--- TESTO DI PARTENZA ---

Impiccamenti “atipici”
C’è un altro maresciallo, coinvolto in questa storia, che ha affrontato un destino molto simile, come nelle Vite parallele di Plutarco. Si tratta di Franco Parisi, controllore presso la sala operativa del 32° CRAM di Otranto, situato presso San Nicola in Casole, Provincia di Lecce e competente per il basso Adriatico. Era di turno la mattina del 18 luglio 1980, quando il MIG, stando alle fonti ufficiali, sarebbe «caduto» a Castelsilano. Parisi fu sentito da Priore nel settembre 1995 e nella sua deposizione furono ravvisate alcune contraddizioni. Successivamente, fu avvicinato e minacciato. Priore lo citò di nuovo a comparire come testimone dei fatti il 10 gennaio 1996, ma Parisi non arrivò mai all’appuntamento. Il 21 dicembre 1995 a Erchie Piccolo, Comune di Lizzanello, nel leccese, la signora Ornella De Luca avvisò il 113 che il suo vicino di casa si era impiccato. Quando arrivarono polizia e medici legali, appeso a un pino trovarono il corpo senza vita del maresciallo di terza classe Franco Parisi, 47 anni: uno sgabello rovesciato, il suo corpo che toccava il suolo coi piedi. Anche in questo caso i magistrati chiesero l’archiviazione per suicidio, ma nel 1997 il GIP del Tribunale di Lecce si oppose e chiese nuovi accertamenti, per nulla convinto dalle modalità di questo presunto gesto estremo. I medici legali di Bari a cui fu affidata la perizia non poterono non annotare «l’impiccamento atipico incompleto: l’aggettivo atipico si riferisce, in questo caso, alla posizione del pieno dell’ansa del nodo scorsoio che, nel Parisi, era sito lateralmente a sinistra. L’impiccamento era incompleto perché il cadavere poggiava con i piedi al suolo».

--- DATI FORNITI ---

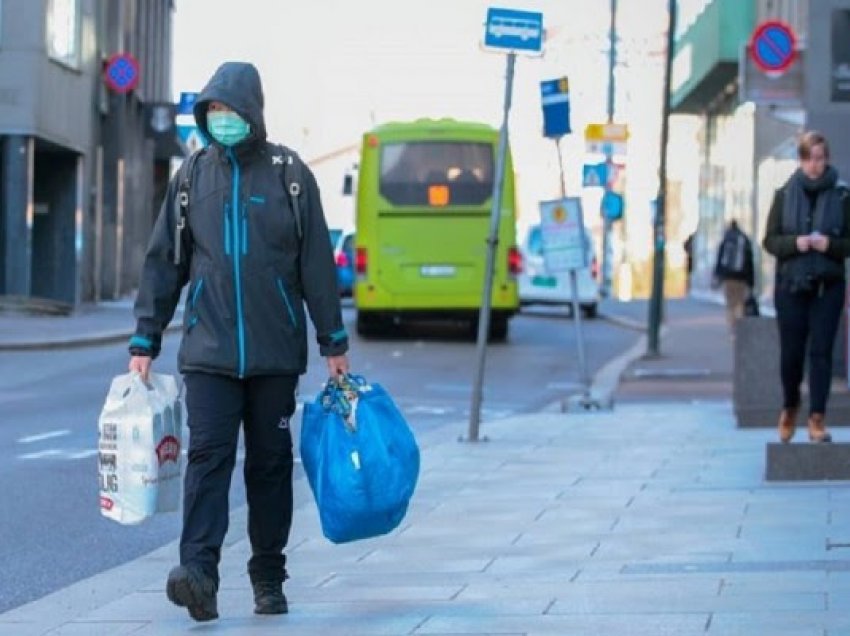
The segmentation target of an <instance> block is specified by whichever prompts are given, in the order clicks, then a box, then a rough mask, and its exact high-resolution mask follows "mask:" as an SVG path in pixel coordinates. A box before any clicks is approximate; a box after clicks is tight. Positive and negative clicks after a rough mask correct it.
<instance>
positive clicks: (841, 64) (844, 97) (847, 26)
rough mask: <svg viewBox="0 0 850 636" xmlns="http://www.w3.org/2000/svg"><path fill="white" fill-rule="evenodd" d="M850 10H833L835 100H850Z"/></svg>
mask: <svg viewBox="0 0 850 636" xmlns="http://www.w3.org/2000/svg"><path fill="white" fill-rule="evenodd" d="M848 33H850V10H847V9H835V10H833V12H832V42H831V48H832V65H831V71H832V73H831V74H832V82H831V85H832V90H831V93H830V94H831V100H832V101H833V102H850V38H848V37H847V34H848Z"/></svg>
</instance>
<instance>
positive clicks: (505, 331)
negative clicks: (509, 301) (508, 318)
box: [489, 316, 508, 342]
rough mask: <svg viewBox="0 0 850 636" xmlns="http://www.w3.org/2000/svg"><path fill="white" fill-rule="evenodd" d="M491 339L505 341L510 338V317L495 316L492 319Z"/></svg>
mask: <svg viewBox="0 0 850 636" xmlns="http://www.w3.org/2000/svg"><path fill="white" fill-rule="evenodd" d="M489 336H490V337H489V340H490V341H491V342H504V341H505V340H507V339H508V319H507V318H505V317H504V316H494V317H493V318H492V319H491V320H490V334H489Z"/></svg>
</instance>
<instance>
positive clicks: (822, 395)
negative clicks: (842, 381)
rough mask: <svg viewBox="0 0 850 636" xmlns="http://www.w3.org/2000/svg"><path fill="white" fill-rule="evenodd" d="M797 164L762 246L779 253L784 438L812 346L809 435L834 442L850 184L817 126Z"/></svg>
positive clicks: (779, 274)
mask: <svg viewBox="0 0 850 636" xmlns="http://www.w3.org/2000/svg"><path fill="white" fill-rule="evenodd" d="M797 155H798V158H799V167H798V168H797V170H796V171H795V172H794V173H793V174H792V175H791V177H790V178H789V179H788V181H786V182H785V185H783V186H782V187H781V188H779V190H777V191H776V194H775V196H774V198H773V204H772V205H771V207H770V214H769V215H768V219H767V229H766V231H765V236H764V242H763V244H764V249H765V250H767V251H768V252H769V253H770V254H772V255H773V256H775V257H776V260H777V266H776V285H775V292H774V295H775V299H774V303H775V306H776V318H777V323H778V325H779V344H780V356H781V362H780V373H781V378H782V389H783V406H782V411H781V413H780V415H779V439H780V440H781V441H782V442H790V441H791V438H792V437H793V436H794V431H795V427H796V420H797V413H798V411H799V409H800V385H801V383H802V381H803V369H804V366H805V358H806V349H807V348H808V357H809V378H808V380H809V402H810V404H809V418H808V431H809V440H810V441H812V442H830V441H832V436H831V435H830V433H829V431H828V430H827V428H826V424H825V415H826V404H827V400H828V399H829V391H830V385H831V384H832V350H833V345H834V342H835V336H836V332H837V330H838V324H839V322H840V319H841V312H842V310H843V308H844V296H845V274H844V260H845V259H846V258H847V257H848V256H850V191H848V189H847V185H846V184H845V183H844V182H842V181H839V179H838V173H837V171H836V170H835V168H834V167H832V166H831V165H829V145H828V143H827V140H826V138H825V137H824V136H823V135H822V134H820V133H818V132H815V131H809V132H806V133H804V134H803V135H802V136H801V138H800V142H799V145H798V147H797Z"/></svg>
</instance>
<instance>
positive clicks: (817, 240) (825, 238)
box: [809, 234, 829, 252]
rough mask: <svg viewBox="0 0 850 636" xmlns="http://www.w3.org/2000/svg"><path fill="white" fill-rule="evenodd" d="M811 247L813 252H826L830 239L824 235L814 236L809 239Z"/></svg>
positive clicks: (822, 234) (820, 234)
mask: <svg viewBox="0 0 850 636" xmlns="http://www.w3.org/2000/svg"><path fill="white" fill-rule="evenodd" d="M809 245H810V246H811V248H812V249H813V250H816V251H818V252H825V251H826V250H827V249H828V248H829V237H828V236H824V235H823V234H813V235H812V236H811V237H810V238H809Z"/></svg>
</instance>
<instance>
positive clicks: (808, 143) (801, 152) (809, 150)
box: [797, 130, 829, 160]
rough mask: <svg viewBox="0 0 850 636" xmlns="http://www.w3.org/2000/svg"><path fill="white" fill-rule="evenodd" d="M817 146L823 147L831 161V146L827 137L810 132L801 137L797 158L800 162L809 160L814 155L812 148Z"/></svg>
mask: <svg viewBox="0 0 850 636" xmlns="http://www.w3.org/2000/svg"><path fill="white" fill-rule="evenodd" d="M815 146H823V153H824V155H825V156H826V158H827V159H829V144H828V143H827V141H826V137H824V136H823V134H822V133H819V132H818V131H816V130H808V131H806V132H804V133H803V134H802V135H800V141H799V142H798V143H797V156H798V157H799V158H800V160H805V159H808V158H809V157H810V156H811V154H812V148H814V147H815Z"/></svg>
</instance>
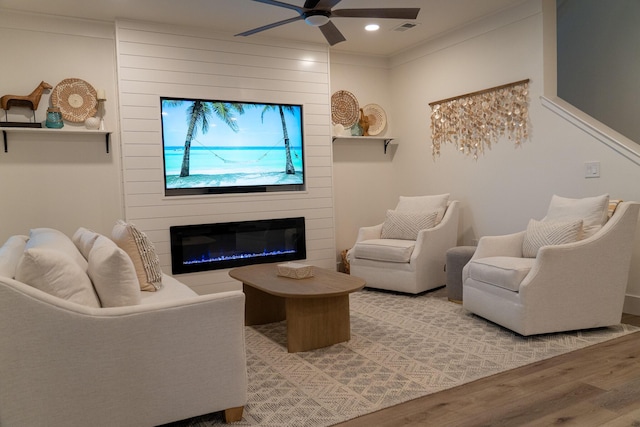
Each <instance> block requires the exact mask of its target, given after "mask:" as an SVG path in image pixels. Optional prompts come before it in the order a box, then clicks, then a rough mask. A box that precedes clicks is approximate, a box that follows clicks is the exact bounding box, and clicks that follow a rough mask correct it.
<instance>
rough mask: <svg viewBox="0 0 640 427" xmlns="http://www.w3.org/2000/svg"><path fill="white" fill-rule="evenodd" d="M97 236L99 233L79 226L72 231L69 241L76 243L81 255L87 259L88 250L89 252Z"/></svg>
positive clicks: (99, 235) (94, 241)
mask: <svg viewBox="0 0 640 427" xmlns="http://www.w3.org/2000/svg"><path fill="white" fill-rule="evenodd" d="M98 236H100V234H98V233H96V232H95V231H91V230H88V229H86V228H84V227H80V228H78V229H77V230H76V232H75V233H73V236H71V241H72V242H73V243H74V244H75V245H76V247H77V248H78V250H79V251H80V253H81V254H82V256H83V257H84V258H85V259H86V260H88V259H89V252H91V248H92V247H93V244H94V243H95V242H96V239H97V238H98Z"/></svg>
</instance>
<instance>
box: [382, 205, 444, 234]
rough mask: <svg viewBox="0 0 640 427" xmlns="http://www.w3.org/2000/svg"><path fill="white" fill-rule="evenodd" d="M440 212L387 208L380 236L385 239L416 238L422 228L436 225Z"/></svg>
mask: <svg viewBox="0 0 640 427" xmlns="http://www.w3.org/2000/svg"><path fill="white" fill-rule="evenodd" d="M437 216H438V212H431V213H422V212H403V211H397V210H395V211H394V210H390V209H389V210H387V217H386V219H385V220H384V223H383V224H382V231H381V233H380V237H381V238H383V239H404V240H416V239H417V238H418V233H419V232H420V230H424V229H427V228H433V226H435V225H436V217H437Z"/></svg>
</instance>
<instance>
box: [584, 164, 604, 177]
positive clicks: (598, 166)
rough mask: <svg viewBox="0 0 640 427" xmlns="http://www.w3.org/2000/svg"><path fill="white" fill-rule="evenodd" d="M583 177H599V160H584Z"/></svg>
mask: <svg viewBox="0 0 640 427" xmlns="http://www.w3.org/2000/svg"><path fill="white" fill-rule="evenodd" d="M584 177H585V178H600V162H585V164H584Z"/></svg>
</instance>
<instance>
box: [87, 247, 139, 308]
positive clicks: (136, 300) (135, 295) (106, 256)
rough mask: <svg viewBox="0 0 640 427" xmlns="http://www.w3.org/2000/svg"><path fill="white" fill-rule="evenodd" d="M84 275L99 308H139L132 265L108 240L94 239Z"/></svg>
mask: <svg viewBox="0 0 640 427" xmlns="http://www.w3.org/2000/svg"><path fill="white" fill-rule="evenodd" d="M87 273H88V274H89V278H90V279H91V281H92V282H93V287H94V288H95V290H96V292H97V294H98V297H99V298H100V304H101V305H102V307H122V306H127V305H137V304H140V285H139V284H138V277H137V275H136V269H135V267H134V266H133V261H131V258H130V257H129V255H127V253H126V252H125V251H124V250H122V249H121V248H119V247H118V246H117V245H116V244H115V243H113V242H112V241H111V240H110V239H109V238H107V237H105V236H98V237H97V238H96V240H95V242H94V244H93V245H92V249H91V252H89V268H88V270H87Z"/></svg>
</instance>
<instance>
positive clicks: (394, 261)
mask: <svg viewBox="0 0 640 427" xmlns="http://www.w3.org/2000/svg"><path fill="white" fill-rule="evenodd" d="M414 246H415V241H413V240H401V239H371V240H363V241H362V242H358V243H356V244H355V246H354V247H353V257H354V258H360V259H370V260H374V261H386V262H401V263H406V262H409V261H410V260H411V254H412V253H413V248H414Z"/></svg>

---

> **ESERCIZI**
1 – Risponda alle seguenti domande sul testo relativo al maresciallo Franco Parisi:
(a) In quale località si trovava il 32° CRAM di Otranto?
(b) In quale data Priore citò nuovamente Parisi a comparire come testimone?
(c) Per quale motivo i medici legali di Bari definirono incompleto l'impiccamento?
2 – Prosegua il testo sul maresciallo Franco Parisi, riprendendo dopo l'ultima frase riportata.

> **RISPOSTE SCRITTE**
1 –
(a) Presso San Nicola in Casole, in Provincia di Lecce.
(b) Il 10 gennaio 1996.
(c) Perché il cadavere poggiava con i piedi al suolo.

2 –
Le vicissitudini di Dettori e Parisi, nella lunghissima inchiesta-ordinanza condotta dal giudice istruttore Priore, sono accomunate da diverse analogie. Entrambi marescialli, entrambi con funzioni cruciali e molto sensibili durante i fatti, entrambi molto provati a livello psicologico nei giorni e nei mesi successivi. Entrambi suicidati, secondo la versione ufficiale. «Venuti a conoscenza di fatti diversi dalle ricostruzioni ufficiali – scrive il giudice Priore nel capitolo relativo alle loro morti sospette – rivelano la loro conoscenza in ambiti strettissimi, ma non al punto da non essere percepita da ambienti che li stringono od osteggiano anche in maniera pesante. E così ne restano soffocati».